- [Dataset extract]

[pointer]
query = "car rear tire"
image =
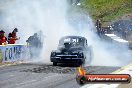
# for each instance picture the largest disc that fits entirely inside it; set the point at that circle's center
(54, 64)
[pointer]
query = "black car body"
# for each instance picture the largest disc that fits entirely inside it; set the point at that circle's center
(71, 49)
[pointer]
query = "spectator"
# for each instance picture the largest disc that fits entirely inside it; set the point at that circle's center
(3, 39)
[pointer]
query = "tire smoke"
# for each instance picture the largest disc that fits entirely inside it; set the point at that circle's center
(55, 20)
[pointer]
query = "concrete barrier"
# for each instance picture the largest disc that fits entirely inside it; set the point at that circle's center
(13, 52)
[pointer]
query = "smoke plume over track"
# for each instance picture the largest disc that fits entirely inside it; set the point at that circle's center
(55, 20)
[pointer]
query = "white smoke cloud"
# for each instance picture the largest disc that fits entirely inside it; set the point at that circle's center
(51, 16)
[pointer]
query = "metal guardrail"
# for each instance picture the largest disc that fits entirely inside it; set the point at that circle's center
(13, 52)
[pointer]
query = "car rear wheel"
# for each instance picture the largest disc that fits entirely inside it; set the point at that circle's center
(54, 64)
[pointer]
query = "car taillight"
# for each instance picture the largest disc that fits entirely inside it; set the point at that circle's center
(53, 53)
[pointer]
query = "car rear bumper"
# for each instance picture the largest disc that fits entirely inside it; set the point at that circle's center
(66, 60)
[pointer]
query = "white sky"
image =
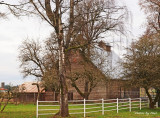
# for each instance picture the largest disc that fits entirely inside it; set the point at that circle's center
(13, 31)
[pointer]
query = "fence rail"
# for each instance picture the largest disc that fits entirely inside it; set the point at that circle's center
(89, 106)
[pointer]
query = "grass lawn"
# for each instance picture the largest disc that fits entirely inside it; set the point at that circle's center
(29, 111)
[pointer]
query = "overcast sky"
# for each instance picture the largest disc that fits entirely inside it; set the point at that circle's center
(13, 31)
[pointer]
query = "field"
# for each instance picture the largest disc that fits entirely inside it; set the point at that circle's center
(29, 111)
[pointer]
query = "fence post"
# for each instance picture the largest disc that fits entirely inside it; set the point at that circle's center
(156, 104)
(102, 106)
(130, 104)
(117, 105)
(148, 102)
(37, 109)
(140, 103)
(84, 108)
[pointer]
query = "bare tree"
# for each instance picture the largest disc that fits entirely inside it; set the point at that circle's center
(152, 10)
(141, 65)
(40, 62)
(60, 14)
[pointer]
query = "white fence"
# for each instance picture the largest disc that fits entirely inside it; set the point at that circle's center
(89, 106)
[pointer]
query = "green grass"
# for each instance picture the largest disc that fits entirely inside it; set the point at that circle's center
(29, 111)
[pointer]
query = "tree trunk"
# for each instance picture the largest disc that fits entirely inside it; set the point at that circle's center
(62, 75)
(151, 105)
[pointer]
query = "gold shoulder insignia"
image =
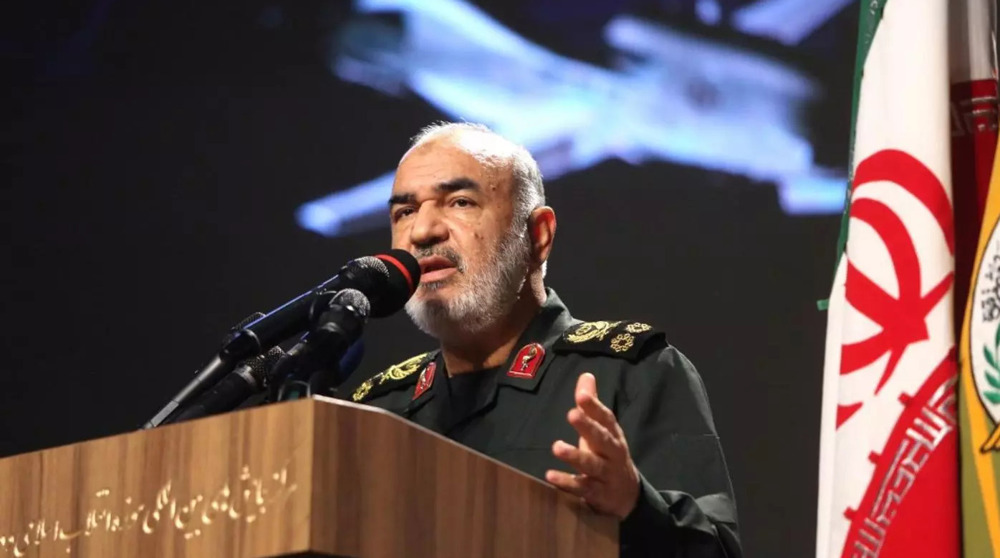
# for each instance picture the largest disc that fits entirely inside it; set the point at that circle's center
(624, 339)
(391, 375)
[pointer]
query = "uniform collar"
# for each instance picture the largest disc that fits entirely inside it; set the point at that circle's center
(544, 329)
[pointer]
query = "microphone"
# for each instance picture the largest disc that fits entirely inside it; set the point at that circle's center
(327, 344)
(202, 379)
(387, 280)
(234, 389)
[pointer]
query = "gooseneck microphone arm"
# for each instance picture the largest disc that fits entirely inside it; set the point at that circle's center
(334, 332)
(387, 280)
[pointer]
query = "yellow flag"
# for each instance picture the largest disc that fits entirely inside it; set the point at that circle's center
(979, 390)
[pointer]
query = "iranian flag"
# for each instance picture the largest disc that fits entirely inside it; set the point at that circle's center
(925, 114)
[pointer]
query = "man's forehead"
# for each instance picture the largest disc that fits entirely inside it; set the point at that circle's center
(444, 159)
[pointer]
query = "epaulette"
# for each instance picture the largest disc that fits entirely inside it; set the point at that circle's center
(396, 375)
(623, 339)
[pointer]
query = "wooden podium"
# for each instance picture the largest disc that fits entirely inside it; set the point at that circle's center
(315, 477)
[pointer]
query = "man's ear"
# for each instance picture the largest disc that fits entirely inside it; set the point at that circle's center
(542, 228)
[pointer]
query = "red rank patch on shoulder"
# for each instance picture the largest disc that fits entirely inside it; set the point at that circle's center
(527, 361)
(425, 381)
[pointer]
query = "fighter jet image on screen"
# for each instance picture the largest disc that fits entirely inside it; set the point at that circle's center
(668, 97)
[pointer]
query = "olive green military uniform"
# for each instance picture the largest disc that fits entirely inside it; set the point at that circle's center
(515, 412)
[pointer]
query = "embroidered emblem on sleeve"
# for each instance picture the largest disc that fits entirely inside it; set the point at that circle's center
(622, 339)
(394, 373)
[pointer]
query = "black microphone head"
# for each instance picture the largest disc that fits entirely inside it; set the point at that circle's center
(389, 279)
(260, 365)
(355, 299)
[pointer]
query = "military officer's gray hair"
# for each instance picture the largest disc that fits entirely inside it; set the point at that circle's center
(529, 192)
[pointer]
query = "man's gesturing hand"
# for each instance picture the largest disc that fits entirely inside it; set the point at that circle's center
(608, 480)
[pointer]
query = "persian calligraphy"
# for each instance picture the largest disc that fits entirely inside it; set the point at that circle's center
(243, 499)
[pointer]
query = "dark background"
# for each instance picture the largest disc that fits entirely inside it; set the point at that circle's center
(154, 154)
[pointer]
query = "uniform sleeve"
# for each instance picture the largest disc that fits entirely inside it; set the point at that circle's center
(686, 507)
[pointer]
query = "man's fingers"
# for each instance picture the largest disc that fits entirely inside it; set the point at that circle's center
(583, 461)
(586, 399)
(586, 384)
(596, 410)
(597, 437)
(574, 484)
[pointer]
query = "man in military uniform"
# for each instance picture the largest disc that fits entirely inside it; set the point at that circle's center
(605, 410)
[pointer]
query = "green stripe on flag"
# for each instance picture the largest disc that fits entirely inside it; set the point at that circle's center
(871, 15)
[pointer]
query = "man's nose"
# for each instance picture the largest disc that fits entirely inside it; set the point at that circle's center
(428, 226)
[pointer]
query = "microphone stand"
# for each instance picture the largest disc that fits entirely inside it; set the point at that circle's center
(308, 368)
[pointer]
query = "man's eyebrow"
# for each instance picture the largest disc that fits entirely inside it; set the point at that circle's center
(401, 199)
(454, 185)
(457, 185)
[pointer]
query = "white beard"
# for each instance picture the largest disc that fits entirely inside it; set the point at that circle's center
(484, 299)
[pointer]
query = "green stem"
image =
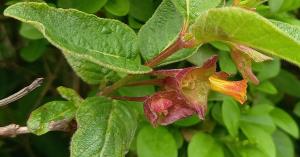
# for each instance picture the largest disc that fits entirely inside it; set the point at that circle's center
(126, 98)
(180, 43)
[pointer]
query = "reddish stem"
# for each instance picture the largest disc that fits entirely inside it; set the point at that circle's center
(180, 43)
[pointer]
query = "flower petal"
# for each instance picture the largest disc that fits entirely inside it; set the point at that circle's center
(166, 107)
(236, 89)
(244, 63)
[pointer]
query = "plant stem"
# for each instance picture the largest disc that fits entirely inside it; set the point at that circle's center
(166, 53)
(180, 43)
(126, 98)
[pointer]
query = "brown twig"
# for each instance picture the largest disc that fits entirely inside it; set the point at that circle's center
(36, 83)
(50, 78)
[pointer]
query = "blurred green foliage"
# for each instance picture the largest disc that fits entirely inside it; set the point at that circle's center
(266, 126)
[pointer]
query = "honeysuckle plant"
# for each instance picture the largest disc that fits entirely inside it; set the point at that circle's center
(153, 59)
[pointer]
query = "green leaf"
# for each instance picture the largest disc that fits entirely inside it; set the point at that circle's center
(104, 42)
(34, 50)
(283, 5)
(70, 94)
(250, 152)
(233, 24)
(261, 138)
(284, 145)
(29, 32)
(160, 31)
(191, 9)
(90, 6)
(258, 116)
(133, 23)
(117, 7)
(267, 87)
(297, 109)
(200, 57)
(142, 10)
(45, 116)
(288, 83)
(284, 121)
(204, 145)
(291, 30)
(156, 142)
(267, 69)
(106, 128)
(231, 116)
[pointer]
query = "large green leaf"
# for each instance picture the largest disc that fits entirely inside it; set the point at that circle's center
(284, 144)
(34, 50)
(231, 116)
(233, 24)
(204, 145)
(117, 7)
(83, 37)
(259, 116)
(28, 31)
(41, 119)
(106, 128)
(142, 9)
(160, 31)
(157, 142)
(90, 6)
(283, 5)
(192, 8)
(70, 94)
(285, 122)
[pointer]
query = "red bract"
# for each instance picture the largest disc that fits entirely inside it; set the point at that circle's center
(166, 107)
(185, 92)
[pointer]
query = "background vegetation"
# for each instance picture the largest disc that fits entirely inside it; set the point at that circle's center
(267, 123)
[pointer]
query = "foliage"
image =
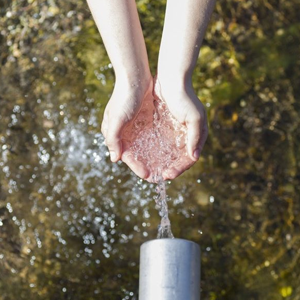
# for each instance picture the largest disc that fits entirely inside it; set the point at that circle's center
(55, 79)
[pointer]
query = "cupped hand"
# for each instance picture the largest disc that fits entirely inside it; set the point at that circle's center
(122, 108)
(187, 109)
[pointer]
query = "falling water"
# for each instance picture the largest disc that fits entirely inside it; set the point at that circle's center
(157, 140)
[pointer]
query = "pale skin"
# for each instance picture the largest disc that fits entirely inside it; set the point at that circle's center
(184, 29)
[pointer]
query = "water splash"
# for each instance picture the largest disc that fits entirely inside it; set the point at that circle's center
(164, 228)
(158, 140)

- [Task to carry out]
All lines above containing the string "smoke" are to be collected.

- [Response box]
query = "tire smoke"
query = "smoke plume over track"
query = "white smoke cloud"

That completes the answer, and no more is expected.